▶ Consigne de l'exercice: Pouvez-vous recopier ces données en changeant « excavator » en « bulldozer », sans rien modifier d'autre ?

Lignes d'un jeu de données de pointage:
++++++++++

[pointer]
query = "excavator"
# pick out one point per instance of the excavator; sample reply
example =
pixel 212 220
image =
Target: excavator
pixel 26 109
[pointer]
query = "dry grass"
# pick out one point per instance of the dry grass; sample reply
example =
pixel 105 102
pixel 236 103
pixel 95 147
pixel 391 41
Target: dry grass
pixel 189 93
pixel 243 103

++++++++++

▶ Résultat de l'exercice:
[pointer]
query = "bulldozer"
# pick out one point per instance of the bulldozer; sample reply
example =
pixel 212 220
image =
Target: bulldozer
pixel 26 109
[pointer]
query = "dry grass"
# pick out one point per instance of the dry grass; sample reply
example =
pixel 105 102
pixel 236 103
pixel 95 147
pixel 391 41
Target: dry grass
pixel 189 93
pixel 243 103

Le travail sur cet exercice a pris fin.